EXCERPT
---
Traditional pronunciation: [ɦɔ̃'flø] or [xɔ̃'flø]/ [xɔ̃fjø] with the h strongly aspirated, like in 'loch'. It is lost nowadays.

The marker -fleur, formerly -fleu which is widespread in Normandy (Cf. Barfleur, Vittefleur, Harfleur, Crémanfleur, Fiquefleur and La Gerfleur stream), which means 'stream, river running into the sea', was still in use in the 13th century as written in a document le fleu de Lestre, meaning "the Lestre river".

It could come from a word of Old Norse origin flodh (i.e.flóð), compare Old English flōd (> flood), which means 'estuary', 'branch of the sea', combined with flói 'river running into the sea' for the meaning. But according to its numerous old mentions and those of Barfleur in -fleth, it is more probably the OE flēot 'run of water', that can be found in the English place-names in -fleet, such as Adlingfleet, Marfleet, Ousefleet, combined very often with a male's name.
---
DATA PROVIDED
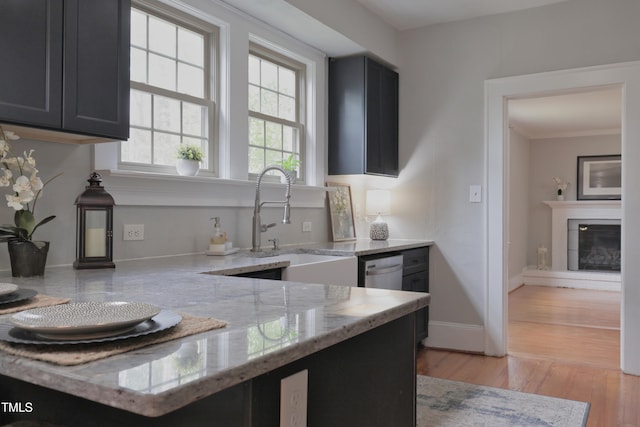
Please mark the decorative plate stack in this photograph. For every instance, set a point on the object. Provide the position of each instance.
(86, 322)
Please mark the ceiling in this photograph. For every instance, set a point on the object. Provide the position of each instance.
(410, 14)
(596, 111)
(592, 112)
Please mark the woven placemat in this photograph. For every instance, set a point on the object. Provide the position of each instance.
(76, 354)
(35, 302)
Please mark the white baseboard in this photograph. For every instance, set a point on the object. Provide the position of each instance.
(572, 279)
(455, 336)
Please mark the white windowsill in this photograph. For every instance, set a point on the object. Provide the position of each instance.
(130, 188)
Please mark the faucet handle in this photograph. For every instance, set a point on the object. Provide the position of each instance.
(276, 243)
(265, 227)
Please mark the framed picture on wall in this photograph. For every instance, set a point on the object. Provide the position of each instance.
(600, 177)
(341, 212)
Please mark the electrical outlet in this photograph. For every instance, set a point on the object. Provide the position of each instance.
(475, 194)
(293, 400)
(133, 232)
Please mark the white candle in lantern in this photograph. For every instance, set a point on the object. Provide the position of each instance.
(94, 244)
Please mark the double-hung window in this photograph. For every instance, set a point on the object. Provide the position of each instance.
(276, 111)
(172, 99)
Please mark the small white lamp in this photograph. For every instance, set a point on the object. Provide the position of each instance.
(378, 203)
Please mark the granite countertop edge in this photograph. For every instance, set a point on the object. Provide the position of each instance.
(134, 272)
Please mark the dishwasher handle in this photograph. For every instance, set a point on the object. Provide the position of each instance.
(383, 270)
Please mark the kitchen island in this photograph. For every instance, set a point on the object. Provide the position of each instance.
(355, 344)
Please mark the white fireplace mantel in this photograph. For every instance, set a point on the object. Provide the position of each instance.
(561, 212)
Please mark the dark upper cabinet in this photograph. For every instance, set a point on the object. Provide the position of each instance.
(66, 66)
(363, 117)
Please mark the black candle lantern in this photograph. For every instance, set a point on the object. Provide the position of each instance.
(94, 226)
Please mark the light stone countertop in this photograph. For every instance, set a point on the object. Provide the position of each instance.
(306, 317)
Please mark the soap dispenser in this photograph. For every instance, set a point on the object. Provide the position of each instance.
(218, 238)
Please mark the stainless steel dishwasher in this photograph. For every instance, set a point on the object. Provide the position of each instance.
(382, 271)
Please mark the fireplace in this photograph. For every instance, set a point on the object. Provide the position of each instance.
(593, 244)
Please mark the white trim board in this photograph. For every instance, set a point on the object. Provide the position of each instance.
(455, 336)
(572, 279)
(497, 93)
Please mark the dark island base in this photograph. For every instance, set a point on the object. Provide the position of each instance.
(368, 380)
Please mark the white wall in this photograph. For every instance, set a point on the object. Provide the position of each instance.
(442, 123)
(518, 183)
(557, 157)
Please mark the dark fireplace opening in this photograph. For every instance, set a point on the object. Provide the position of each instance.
(594, 245)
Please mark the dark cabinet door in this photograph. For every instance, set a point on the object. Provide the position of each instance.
(415, 278)
(96, 73)
(66, 65)
(363, 117)
(382, 120)
(31, 72)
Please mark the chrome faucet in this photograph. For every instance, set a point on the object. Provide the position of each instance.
(258, 227)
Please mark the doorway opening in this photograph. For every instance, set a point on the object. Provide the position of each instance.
(497, 93)
(546, 136)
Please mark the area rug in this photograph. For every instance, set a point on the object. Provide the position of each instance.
(443, 403)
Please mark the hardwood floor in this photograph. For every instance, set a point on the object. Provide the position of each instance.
(563, 343)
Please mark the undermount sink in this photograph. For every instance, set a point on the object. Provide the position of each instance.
(314, 268)
(325, 269)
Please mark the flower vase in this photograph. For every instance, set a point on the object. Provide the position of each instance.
(187, 167)
(28, 258)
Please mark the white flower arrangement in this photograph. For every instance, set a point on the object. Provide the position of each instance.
(561, 185)
(20, 173)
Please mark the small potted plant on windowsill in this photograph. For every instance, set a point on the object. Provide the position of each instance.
(290, 165)
(189, 158)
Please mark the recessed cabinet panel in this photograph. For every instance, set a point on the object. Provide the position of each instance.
(31, 73)
(67, 66)
(97, 67)
(363, 117)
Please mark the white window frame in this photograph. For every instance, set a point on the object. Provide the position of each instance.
(231, 188)
(211, 36)
(300, 69)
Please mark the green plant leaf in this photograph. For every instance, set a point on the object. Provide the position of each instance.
(9, 232)
(24, 219)
(43, 222)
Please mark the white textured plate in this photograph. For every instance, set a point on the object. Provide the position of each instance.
(164, 320)
(84, 318)
(7, 288)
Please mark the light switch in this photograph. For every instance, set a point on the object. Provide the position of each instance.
(475, 193)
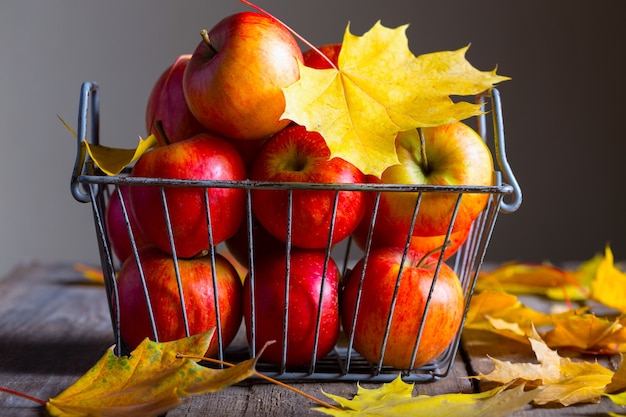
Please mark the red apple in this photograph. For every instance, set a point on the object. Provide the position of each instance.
(234, 80)
(312, 58)
(454, 155)
(203, 157)
(263, 243)
(198, 292)
(306, 278)
(117, 228)
(167, 104)
(442, 320)
(297, 155)
(385, 237)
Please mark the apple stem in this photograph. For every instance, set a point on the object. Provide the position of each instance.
(21, 394)
(160, 132)
(296, 34)
(423, 150)
(205, 36)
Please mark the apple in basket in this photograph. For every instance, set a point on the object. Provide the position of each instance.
(383, 237)
(306, 278)
(165, 300)
(452, 155)
(167, 104)
(234, 80)
(203, 157)
(442, 320)
(117, 228)
(297, 155)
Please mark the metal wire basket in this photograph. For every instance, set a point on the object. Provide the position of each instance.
(88, 184)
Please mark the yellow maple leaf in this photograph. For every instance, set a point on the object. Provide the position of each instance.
(588, 333)
(110, 160)
(148, 382)
(395, 399)
(562, 379)
(609, 284)
(378, 89)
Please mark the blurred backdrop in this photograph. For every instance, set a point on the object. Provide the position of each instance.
(563, 108)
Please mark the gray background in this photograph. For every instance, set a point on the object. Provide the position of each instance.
(563, 109)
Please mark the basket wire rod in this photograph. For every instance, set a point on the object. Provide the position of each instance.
(440, 261)
(251, 271)
(392, 307)
(367, 250)
(179, 281)
(89, 100)
(320, 301)
(216, 295)
(287, 280)
(106, 260)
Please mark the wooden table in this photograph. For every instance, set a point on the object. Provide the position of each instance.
(54, 326)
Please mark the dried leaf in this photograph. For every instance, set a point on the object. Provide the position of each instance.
(395, 399)
(112, 161)
(379, 89)
(563, 380)
(148, 382)
(609, 284)
(588, 334)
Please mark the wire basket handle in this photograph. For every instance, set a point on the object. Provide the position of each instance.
(512, 202)
(89, 90)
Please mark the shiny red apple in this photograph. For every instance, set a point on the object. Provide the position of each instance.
(441, 321)
(165, 300)
(234, 80)
(297, 155)
(203, 157)
(117, 227)
(454, 155)
(306, 279)
(167, 104)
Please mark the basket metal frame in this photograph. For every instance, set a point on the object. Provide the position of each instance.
(88, 184)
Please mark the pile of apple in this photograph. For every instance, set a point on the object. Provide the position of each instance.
(217, 113)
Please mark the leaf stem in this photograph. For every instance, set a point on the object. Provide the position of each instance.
(267, 378)
(21, 394)
(296, 34)
(424, 164)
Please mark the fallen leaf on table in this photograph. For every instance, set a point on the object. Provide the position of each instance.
(563, 380)
(380, 88)
(588, 333)
(609, 283)
(526, 278)
(396, 399)
(148, 382)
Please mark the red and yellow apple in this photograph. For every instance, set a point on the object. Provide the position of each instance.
(297, 155)
(117, 229)
(453, 155)
(234, 80)
(167, 104)
(196, 277)
(306, 278)
(203, 157)
(441, 321)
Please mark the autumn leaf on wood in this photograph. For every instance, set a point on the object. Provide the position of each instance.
(540, 279)
(148, 382)
(609, 283)
(588, 333)
(395, 399)
(380, 88)
(112, 161)
(562, 379)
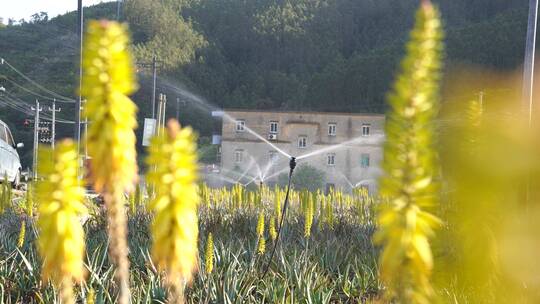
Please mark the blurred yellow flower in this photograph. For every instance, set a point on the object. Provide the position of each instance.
(60, 197)
(173, 154)
(108, 77)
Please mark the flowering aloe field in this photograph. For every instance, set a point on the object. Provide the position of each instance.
(325, 253)
(454, 220)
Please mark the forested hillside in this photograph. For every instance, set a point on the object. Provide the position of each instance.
(330, 55)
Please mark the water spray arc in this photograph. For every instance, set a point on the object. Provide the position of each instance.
(292, 165)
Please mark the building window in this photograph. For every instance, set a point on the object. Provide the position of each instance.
(238, 156)
(332, 129)
(302, 141)
(273, 156)
(240, 125)
(331, 159)
(273, 127)
(364, 160)
(365, 129)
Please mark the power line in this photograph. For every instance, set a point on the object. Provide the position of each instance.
---
Name the English place-names ending in -fleet that the excerpt on the -fleur place-name ending gives.

Adlingfleet, Marfleet, Ousefleet